● **Assignment**:
Copy out every record below, word for word.

● **Records provided**:

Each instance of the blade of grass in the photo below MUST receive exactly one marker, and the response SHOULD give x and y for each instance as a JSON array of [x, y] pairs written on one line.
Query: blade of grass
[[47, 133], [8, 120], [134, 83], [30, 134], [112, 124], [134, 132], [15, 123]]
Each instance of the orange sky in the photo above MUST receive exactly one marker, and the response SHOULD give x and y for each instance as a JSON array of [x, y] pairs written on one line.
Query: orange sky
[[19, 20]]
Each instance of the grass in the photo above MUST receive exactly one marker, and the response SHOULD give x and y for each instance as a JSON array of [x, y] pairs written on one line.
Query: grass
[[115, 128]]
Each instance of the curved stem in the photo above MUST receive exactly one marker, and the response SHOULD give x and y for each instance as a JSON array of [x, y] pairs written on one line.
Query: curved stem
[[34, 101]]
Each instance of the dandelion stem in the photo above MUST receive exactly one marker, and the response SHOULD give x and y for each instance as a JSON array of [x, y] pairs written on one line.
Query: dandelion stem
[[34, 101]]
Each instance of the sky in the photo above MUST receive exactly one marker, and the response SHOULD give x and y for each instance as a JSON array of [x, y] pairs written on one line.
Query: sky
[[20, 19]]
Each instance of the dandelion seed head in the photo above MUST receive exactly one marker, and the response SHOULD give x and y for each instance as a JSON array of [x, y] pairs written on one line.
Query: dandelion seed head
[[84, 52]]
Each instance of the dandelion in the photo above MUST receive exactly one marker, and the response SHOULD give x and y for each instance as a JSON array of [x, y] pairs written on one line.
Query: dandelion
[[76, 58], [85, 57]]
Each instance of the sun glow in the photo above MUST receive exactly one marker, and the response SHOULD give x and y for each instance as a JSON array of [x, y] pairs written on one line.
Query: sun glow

● **Your response**:
Each instance of the blade of grass in the photo below MUST receive exactly one marker, and the response SHOULD give x and y for each instance as a JSON array of [x, y] pairs written on one line.
Query: blade of grass
[[47, 133], [8, 120], [134, 83], [30, 134], [112, 124], [134, 132], [15, 123]]
Each instance of the orange sky in the photo above MUST receive exactly one marker, and the response SHOULD give x and y for each instance as a JSON array of [x, y] pairs written on one line.
Query: orange sky
[[19, 20]]
Each instance of the grass in the photo above MUST receive exactly one marker, and the response SHOULD give x and y for each instance as a JSON array of [x, y] pairs written on one line.
Query: grass
[[115, 128]]
Each instance of the curved stem in the photo above MUST receive exactly one marker, and the response SHOULD give x and y for each instance as a JSON array of [x, y] pairs written on one line.
Query: curved stem
[[34, 101]]
Each instance of the dandelion stem in the photo above MUST receive exactly one marker, and the response SHOULD give x and y for each instance as a JSON array of [x, y] pairs written on one line.
Query: dandelion stem
[[34, 101]]
Each instance of the sky in the photo above MUST receive exactly one marker, and the response SHOULD give x and y for each instance as a JSON array of [x, y] pairs written on one line.
Query: sky
[[20, 19]]
Each instance of the dandelion seed head in the photo above MUST receive exactly one marker, and the response SHOULD give x and y for each instance as a JSON array of [x, y] pairs written on one line.
Query: dandelion seed head
[[84, 52]]
Each instance of the dandelion in the photo above MUST receive exactly one marker, and the response SHOULD give x and y for each instance as a JSON array of [x, y] pairs written on one line.
Query: dandelion
[[76, 58], [85, 57]]
Each instance of the sun glow in the photo above MUST receive exactly one marker, and the response SHOULD give x and y for each instance as a JSON array of [x, y] pairs written on one line.
Query: sun glow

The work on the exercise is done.